Exercise brief:
Reproduce every line of the entries below with no changes, leaving out the pictures.
--- Supplied records ---
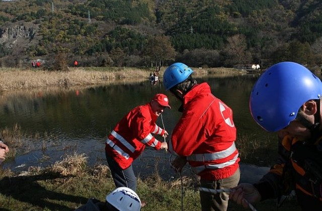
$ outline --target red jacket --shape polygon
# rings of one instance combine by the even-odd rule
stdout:
[[[207,83],[195,85],[185,95],[183,110],[169,151],[186,157],[202,179],[218,180],[233,174],[239,158],[232,110],[211,94]]]
[[[105,150],[122,169],[130,166],[145,145],[160,149],[161,142],[151,134],[165,134],[165,130],[155,124],[157,118],[149,103],[139,106],[130,111],[110,134]]]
---
Full answer:
$ outline --target red jacket --shape polygon
# rings of one instance combine by the even-odd rule
stdout:
[[[207,83],[195,85],[185,95],[183,110],[169,151],[186,157],[202,179],[218,180],[233,174],[239,158],[232,110],[211,94]]]
[[[105,150],[122,169],[130,166],[145,145],[160,149],[161,142],[151,134],[165,134],[165,130],[155,124],[157,118],[149,103],[139,106],[130,111],[110,134]]]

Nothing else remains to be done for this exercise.